[[ Input material open ]]
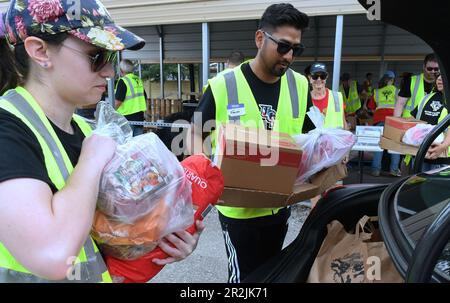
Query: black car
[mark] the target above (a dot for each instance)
(414, 213)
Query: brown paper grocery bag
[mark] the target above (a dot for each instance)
(353, 258)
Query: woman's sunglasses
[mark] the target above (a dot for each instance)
(100, 59)
(430, 69)
(321, 76)
(284, 47)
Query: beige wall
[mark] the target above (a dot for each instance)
(170, 89)
(159, 12)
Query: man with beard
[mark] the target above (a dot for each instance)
(267, 93)
(415, 88)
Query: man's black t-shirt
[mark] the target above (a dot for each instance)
(120, 95)
(405, 89)
(21, 155)
(266, 96)
(432, 110)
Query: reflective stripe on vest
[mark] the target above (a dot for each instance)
(230, 82)
(89, 267)
(417, 93)
(352, 102)
(232, 89)
(134, 101)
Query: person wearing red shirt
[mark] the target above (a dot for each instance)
(320, 94)
(383, 102)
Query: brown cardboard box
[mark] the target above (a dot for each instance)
(243, 152)
(322, 181)
(401, 148)
(395, 127)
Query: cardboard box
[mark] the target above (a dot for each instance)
(400, 148)
(395, 127)
(257, 159)
(322, 181)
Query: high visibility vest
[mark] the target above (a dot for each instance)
(385, 97)
(424, 102)
(352, 101)
(135, 99)
(89, 264)
(232, 89)
(334, 117)
(205, 87)
(417, 94)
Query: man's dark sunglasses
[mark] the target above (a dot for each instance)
(321, 76)
(436, 69)
(100, 59)
(284, 47)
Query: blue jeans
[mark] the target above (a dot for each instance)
(137, 130)
(378, 156)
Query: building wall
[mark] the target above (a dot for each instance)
(157, 12)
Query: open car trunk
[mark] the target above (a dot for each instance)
(430, 21)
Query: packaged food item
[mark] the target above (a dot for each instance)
(322, 147)
(207, 186)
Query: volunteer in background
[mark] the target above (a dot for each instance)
(367, 89)
(415, 88)
(350, 91)
(433, 108)
(131, 98)
(43, 145)
(236, 58)
(383, 102)
(329, 103)
(263, 88)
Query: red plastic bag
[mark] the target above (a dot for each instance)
(207, 187)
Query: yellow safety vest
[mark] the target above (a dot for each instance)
(417, 94)
(352, 101)
(385, 97)
(89, 264)
(334, 117)
(135, 98)
(231, 89)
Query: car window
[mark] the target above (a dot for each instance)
(420, 200)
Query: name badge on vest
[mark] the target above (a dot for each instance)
(236, 110)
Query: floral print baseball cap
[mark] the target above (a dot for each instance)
(87, 20)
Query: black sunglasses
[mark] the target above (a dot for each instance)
(436, 69)
(100, 59)
(321, 76)
(284, 47)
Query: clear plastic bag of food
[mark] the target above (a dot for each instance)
(111, 124)
(322, 148)
(129, 241)
(143, 193)
(415, 135)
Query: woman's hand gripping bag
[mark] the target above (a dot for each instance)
(207, 187)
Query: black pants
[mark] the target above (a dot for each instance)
(251, 242)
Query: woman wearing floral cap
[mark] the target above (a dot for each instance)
(56, 57)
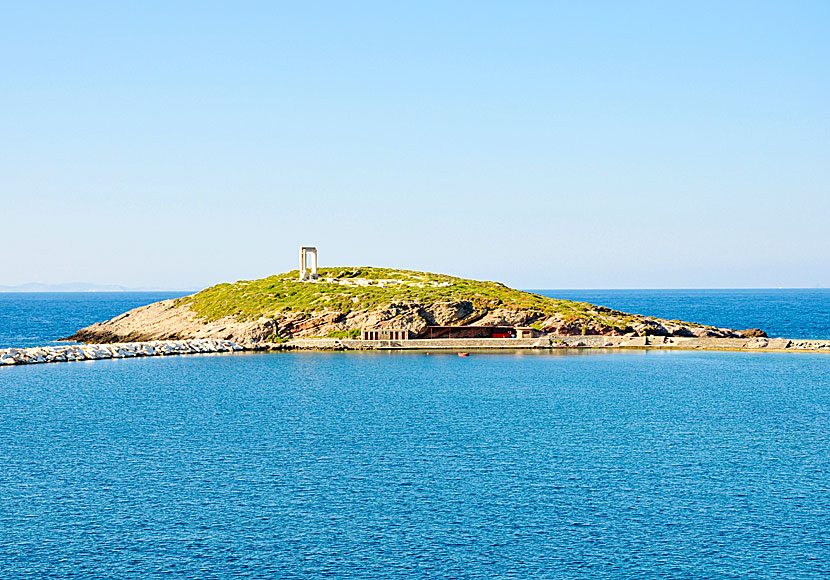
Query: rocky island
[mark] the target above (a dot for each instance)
(340, 302)
(384, 309)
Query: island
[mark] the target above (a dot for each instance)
(370, 308)
(376, 304)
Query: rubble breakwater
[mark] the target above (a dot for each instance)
(79, 352)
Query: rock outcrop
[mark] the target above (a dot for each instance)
(48, 354)
(177, 320)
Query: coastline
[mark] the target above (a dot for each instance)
(84, 352)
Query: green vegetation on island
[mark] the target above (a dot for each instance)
(280, 294)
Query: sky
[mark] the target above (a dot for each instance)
(541, 144)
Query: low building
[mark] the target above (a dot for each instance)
(480, 332)
(385, 334)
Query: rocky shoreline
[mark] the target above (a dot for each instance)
(82, 352)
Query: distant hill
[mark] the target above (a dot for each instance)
(344, 300)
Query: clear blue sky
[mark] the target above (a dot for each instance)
(549, 144)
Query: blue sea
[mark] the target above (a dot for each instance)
(636, 464)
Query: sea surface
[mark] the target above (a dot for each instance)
(510, 464)
(41, 318)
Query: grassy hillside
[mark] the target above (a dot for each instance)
(252, 299)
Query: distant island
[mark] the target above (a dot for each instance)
(369, 302)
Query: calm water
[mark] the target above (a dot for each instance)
(401, 465)
(41, 318)
(787, 312)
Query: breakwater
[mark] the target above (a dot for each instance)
(80, 352)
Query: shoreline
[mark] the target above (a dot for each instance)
(83, 352)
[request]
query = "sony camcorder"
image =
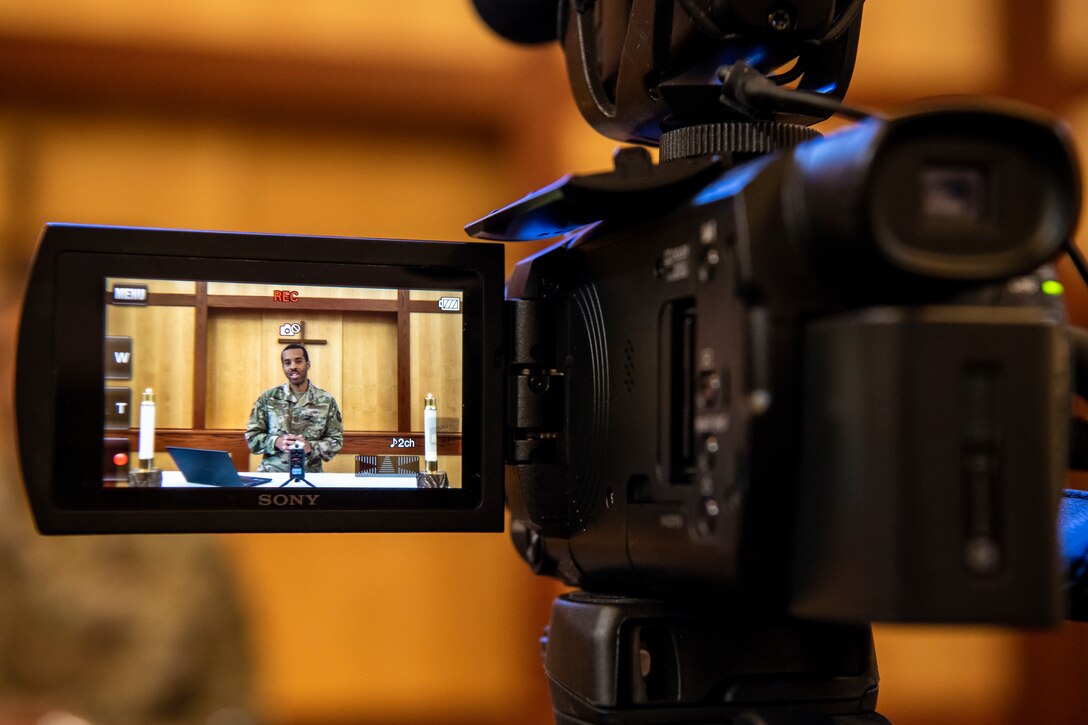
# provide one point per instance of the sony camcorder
(792, 377)
(843, 360)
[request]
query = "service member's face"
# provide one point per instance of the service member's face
(295, 367)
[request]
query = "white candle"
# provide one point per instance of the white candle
(430, 433)
(147, 427)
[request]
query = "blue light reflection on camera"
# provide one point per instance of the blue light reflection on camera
(732, 182)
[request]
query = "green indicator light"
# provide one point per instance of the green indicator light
(1052, 287)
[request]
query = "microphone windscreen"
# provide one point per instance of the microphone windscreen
(521, 21)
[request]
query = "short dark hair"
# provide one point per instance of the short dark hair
(296, 346)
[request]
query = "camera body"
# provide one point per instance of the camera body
(828, 381)
(819, 385)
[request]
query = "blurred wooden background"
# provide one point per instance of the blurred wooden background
(355, 118)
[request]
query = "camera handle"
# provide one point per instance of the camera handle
(613, 659)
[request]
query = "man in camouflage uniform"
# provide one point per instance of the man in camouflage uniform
(295, 412)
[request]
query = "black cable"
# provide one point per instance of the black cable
(748, 90)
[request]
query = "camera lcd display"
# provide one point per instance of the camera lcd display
(208, 381)
(234, 372)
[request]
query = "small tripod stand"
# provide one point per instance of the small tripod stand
(629, 660)
(297, 458)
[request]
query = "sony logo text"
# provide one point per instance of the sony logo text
(287, 500)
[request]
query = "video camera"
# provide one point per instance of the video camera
(767, 384)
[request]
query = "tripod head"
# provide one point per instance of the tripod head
(641, 69)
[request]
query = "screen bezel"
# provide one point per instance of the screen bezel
(64, 366)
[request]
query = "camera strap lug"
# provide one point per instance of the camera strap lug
(536, 482)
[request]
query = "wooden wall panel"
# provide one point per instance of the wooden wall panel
(369, 372)
(436, 367)
(162, 359)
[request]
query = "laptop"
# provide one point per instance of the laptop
(210, 467)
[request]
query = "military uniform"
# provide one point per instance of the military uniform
(313, 415)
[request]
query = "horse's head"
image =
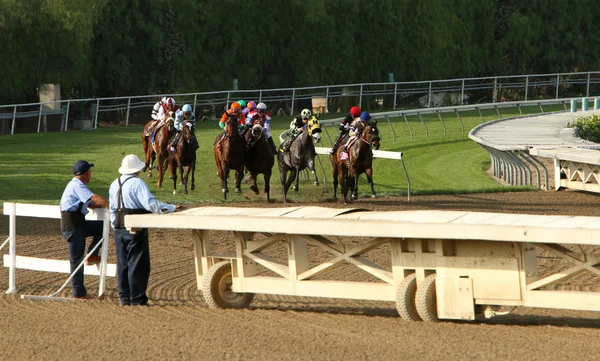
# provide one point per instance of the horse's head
(231, 125)
(371, 135)
(257, 130)
(170, 122)
(314, 129)
(188, 131)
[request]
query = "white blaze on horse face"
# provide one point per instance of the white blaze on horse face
(317, 137)
(256, 130)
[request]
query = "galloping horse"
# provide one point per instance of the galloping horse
(260, 158)
(184, 155)
(158, 148)
(231, 155)
(300, 155)
(360, 160)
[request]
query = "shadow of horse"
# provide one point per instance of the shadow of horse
(360, 160)
(184, 156)
(259, 159)
(231, 155)
(301, 155)
(158, 148)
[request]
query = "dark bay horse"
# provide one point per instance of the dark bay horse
(260, 158)
(184, 156)
(158, 148)
(231, 155)
(360, 160)
(301, 155)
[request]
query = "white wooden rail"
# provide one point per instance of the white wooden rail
(13, 261)
(444, 264)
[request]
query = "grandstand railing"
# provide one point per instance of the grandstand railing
(432, 94)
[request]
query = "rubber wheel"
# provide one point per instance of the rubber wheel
(425, 300)
(216, 288)
(405, 299)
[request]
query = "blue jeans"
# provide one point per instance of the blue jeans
(133, 266)
(76, 243)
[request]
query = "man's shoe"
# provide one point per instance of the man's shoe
(92, 260)
(83, 298)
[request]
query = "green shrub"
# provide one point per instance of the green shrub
(587, 128)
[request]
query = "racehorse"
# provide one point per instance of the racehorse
(359, 160)
(301, 155)
(260, 158)
(184, 155)
(158, 148)
(231, 155)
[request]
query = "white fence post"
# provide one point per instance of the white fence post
(12, 128)
(12, 249)
(127, 116)
(104, 256)
(40, 117)
(67, 116)
(96, 115)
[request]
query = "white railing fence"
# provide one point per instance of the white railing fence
(97, 112)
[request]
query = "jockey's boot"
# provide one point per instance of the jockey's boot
(335, 146)
(150, 129)
(272, 145)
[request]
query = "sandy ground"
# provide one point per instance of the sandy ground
(179, 325)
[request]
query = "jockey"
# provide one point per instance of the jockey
(345, 127)
(357, 127)
(301, 120)
(184, 115)
(249, 107)
(235, 109)
(157, 106)
(167, 106)
(261, 114)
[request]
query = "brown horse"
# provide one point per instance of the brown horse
(231, 155)
(149, 150)
(184, 155)
(260, 158)
(360, 160)
(158, 148)
(301, 155)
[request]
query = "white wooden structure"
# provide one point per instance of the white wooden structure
(13, 261)
(574, 168)
(443, 264)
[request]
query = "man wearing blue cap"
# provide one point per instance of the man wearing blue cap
(129, 194)
(74, 204)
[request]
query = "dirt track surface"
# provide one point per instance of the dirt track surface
(179, 325)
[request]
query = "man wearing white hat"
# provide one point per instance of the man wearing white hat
(129, 194)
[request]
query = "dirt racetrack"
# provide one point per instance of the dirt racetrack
(178, 324)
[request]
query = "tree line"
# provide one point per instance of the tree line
(107, 48)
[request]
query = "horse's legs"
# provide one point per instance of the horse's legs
(282, 176)
(311, 166)
(335, 180)
(293, 175)
(193, 170)
(267, 176)
(239, 175)
(369, 173)
(355, 188)
(185, 177)
(297, 179)
(253, 177)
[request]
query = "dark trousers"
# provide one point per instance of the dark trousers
(133, 266)
(76, 242)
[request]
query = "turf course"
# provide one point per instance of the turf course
(36, 167)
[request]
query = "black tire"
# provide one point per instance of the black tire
(216, 288)
(405, 299)
(425, 298)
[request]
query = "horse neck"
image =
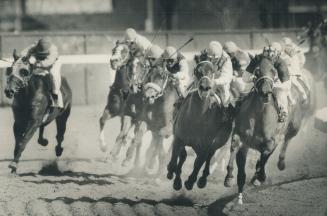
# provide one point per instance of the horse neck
(265, 113)
(121, 78)
(36, 87)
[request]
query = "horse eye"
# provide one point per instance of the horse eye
(8, 71)
(24, 73)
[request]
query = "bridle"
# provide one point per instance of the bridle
(134, 78)
(159, 90)
(204, 77)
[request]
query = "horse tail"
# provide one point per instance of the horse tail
(312, 99)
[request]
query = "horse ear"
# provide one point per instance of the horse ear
(16, 57)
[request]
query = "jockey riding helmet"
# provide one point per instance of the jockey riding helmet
(230, 47)
(170, 55)
(42, 48)
(215, 50)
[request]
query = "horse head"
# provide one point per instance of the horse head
(156, 83)
(205, 74)
(18, 75)
(136, 73)
(265, 75)
(120, 55)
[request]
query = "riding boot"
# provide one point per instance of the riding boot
(282, 115)
(178, 103)
(228, 113)
(54, 100)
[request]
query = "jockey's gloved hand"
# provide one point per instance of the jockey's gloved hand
(32, 60)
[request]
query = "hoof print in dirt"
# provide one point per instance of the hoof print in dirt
(59, 151)
(43, 142)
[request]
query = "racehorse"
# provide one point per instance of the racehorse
(159, 96)
(257, 127)
(316, 57)
(124, 83)
(31, 89)
(199, 125)
(132, 106)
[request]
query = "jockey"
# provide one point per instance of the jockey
(240, 60)
(137, 43)
(221, 59)
(44, 54)
(283, 84)
(177, 65)
(153, 55)
(295, 59)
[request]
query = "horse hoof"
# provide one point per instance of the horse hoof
(281, 165)
(188, 185)
(177, 184)
(59, 151)
(43, 142)
(202, 182)
(170, 176)
(256, 183)
(13, 167)
(103, 146)
(228, 182)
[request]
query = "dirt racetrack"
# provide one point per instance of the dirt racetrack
(80, 183)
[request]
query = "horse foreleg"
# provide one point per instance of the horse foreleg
(162, 155)
(182, 158)
(105, 116)
(241, 175)
(281, 161)
(177, 146)
(61, 129)
(234, 148)
(199, 160)
(150, 155)
(260, 173)
(206, 171)
(135, 145)
(41, 140)
(121, 140)
(22, 138)
(138, 142)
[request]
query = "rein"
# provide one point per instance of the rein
(157, 88)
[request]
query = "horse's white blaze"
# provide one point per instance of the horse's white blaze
(213, 167)
(223, 164)
(240, 199)
(103, 145)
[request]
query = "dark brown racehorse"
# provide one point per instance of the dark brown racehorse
(30, 88)
(257, 127)
(200, 126)
(124, 83)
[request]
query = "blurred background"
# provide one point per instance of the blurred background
(148, 15)
(89, 29)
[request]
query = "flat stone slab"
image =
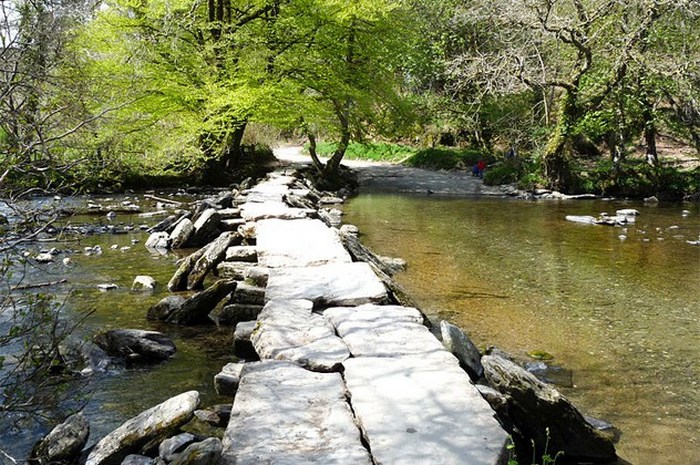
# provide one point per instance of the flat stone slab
(423, 410)
(288, 330)
(339, 284)
(254, 211)
(383, 330)
(298, 243)
(285, 415)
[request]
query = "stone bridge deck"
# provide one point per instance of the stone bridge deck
(345, 377)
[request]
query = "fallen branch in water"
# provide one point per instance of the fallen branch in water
(24, 287)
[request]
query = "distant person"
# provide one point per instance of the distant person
(481, 166)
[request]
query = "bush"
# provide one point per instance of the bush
(448, 159)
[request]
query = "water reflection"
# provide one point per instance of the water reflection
(623, 314)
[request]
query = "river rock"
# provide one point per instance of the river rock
(233, 314)
(144, 431)
(242, 253)
(197, 308)
(303, 416)
(213, 255)
(205, 227)
(248, 294)
(423, 411)
(136, 344)
(136, 459)
(179, 280)
(143, 282)
(457, 342)
(288, 330)
(64, 443)
(227, 380)
(382, 330)
(163, 309)
(159, 240)
(171, 446)
(341, 284)
(535, 408)
(182, 233)
(207, 452)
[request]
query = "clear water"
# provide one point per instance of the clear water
(623, 314)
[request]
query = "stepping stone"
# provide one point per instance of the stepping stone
(337, 284)
(298, 243)
(383, 331)
(423, 411)
(284, 414)
(288, 330)
(254, 211)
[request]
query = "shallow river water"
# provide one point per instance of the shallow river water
(622, 313)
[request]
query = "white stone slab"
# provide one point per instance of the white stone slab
(285, 415)
(254, 211)
(383, 331)
(341, 284)
(298, 243)
(422, 410)
(288, 330)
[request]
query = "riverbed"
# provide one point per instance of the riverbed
(619, 307)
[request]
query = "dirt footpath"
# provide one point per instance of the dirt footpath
(386, 177)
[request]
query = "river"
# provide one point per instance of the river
(622, 313)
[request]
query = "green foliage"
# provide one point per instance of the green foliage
(444, 158)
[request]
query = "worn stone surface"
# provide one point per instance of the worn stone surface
(136, 345)
(535, 407)
(182, 233)
(214, 254)
(144, 283)
(207, 452)
(423, 410)
(171, 446)
(303, 417)
(331, 284)
(298, 243)
(197, 308)
(145, 430)
(288, 330)
(248, 294)
(242, 253)
(163, 309)
(227, 380)
(382, 331)
(205, 227)
(233, 314)
(64, 443)
(459, 344)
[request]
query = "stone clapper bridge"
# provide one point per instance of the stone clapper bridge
(345, 377)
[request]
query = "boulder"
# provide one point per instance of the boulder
(64, 443)
(163, 309)
(197, 308)
(213, 255)
(242, 253)
(171, 446)
(207, 452)
(537, 409)
(179, 280)
(136, 345)
(463, 348)
(144, 431)
(227, 380)
(159, 240)
(205, 227)
(182, 233)
(144, 283)
(233, 314)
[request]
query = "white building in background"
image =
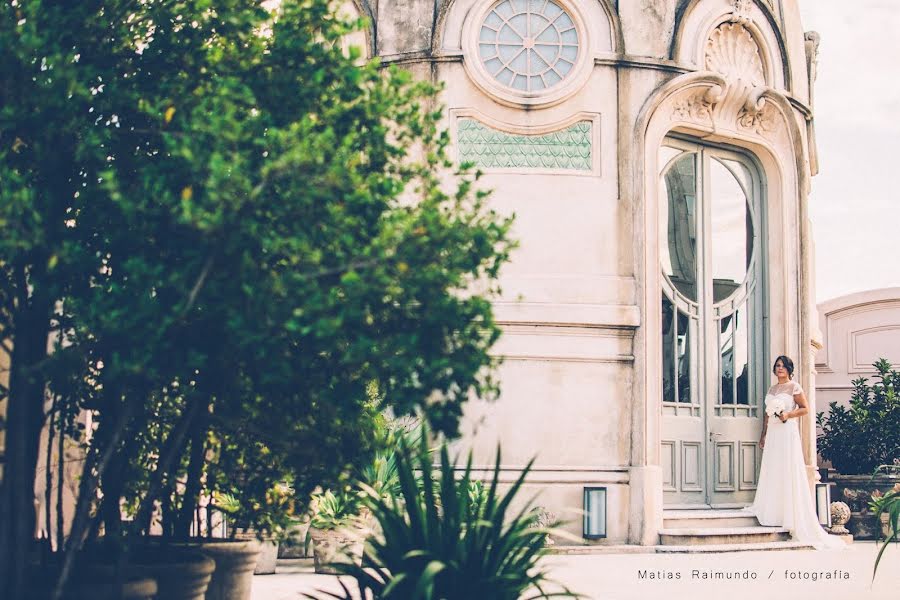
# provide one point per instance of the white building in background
(857, 330)
(657, 155)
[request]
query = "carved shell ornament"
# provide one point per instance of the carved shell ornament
(733, 52)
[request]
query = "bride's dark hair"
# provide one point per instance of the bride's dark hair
(787, 363)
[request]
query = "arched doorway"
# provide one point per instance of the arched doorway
(713, 326)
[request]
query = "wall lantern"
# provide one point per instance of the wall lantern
(594, 513)
(823, 504)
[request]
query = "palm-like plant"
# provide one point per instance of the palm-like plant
(888, 504)
(443, 538)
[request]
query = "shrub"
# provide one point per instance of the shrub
(451, 538)
(858, 439)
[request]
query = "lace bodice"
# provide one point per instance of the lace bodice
(786, 391)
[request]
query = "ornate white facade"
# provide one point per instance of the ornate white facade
(657, 155)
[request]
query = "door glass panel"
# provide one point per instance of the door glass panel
(684, 358)
(731, 244)
(668, 323)
(678, 225)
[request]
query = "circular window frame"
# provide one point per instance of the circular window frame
(510, 96)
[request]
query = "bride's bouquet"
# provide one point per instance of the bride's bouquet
(774, 406)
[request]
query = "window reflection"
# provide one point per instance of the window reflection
(684, 358)
(731, 245)
(668, 327)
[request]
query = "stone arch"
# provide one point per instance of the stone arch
(712, 108)
(698, 19)
(451, 14)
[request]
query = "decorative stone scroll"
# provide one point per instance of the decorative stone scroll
(733, 52)
(740, 12)
(488, 148)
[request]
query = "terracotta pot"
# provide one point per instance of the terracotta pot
(235, 561)
(268, 555)
(334, 546)
(138, 589)
(179, 574)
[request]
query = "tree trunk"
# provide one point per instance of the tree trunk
(193, 485)
(25, 417)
[[ Input material closed ]]
_Problem statement_
Take every line from the records above that has the word "vest" and copy it.

_Response area_
Query: reflective stripe on vest
Query: high visibility vest
Query: yellow safety vest
Query: name badge on vest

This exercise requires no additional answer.